■ **PASSAGE PROVIDED**
Introduction

This Milestone Report summarizes the exploratory analysis of the text data provided for the SwiftKey Text Prediction project. The goals are the same as before: show data is loaded, provide summary statistics, show initial findings, and outline the plan for model + Shiny app.


Environment & required packages

The chunk below will install only missing packages and then load them. Installation asks for user confirmation (CRAN mirror) the first time.

required <- c("stringi","tm","slam","RWeka","ggplot2","dplyr","knitr","NLP","SnowballC")
to_install <- required[!required %in% installed.packages()[, "Package"]]
if(length(to_install)) {
  install.packages(to_install, repos = "https://cran.rstudio.com/")
}
lapply(required, library, character.only = TRUE)
## [[1]]
## [1] "stringi"   "stats"     "graphics"  "grDevices" "utils"     "datasets"

■ **ENTRIES**

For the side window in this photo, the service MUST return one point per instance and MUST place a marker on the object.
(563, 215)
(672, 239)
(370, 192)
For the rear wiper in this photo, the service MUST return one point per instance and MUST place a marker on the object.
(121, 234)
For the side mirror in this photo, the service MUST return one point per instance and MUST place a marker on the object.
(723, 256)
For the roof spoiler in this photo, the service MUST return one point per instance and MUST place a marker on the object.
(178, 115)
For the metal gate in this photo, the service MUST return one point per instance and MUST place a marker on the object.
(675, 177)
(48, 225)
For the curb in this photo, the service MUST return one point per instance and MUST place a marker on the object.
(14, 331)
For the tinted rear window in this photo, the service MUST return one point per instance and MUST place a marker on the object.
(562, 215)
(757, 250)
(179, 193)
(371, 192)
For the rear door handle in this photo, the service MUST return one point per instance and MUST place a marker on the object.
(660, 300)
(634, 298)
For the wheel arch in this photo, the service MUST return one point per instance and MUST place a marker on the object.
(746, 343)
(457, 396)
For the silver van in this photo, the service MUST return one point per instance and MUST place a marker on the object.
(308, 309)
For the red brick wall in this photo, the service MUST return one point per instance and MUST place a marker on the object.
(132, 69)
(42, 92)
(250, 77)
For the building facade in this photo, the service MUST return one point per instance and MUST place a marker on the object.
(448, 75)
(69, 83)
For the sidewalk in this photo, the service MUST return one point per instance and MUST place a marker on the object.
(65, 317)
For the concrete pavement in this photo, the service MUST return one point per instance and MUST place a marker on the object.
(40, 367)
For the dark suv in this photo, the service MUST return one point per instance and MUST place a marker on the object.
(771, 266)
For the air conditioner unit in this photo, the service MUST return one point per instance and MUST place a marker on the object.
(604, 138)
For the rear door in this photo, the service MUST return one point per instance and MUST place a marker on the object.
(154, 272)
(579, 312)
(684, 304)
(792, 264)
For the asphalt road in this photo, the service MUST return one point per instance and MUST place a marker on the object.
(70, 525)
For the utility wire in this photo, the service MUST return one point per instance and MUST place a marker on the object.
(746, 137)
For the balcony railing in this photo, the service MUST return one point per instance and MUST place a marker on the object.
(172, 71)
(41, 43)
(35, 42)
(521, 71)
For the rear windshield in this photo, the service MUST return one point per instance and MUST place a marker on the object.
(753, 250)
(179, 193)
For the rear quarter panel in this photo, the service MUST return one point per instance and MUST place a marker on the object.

■ **TASK LIST**
**a.** Answer these questions about the SwiftKey milestone report:
(i) Which project is the exploratory analysis for?
(ii) What does installation ask the user to confirm the first time?
(iii) What repository address does the install call use?
**b.** Extend the SwiftKey milestone report, picking up right after its last line.
The data on this page comes from a separate source.

■ **ANSWERS PROVIDED**
**a.**
(i) The SwiftKey Text Prediction project.
(ii) The CRAN mirror.
(iii) https://cran.rstudio.com/

**b.**
## [7] "methods"   "base"     
## 
## [[2]]
##  [1] "tm"        "NLP"       "stringi"   "stats"     "graphics"  "grDevices"
##  [7] "utils"     "datasets"  "methods"   "base"     
## 
## [[3]]
##  [1] "slam"      "tm"        "NLP"       "stringi"   "stats"     "graphics" 
##  [7] "grDevices" "utils"     "datasets"  "methods"   "base"     
## 
## [[4]]
##  [1] "RWeka"     "slam"      "tm"        "NLP"       "stringi"   "stats"    
##  [7] "graphics"  "grDevices" "utils"     "datasets"  "methods"   "base"     
## 
## [[5]]
##  [1] "ggplot2"   "RWeka"     "slam"      "tm"        "NLP"       "stringi"  
##  [7] "stats"     "graphics"  "grDevices" "utils"     "datasets"  "methods"  
## [13] "base"     
## 
## [[6]]
##  [1] "dplyr"     "ggplot2"   "RWeka"     "slam"      "tm"        "NLP"      
##  [7] "stringi"   "stats"     "graphics"  "grDevices" "utils"     "datasets" 
## [13] "methods"   "base"     
## 
## [[7]]
##  [1] "knitr"     "dplyr"     "ggplot2"   "RWeka"     "slam"      "tm"       
##  [7] "NLP"       "stringi"   "stats"     "graphics"  "grDevices" "utils"    
## [13] "datasets"  "methods"   "base"     
## 
## [[8]]
##  [1] "knitr"     "dplyr"     "ggplot2"   "RWeka"     "slam"      "tm"       
##  [7] "NLP"       "stringi"   "stats"     "graphics"  "grDevices" "utils"    
## [13] "datasets"  "methods"   "base"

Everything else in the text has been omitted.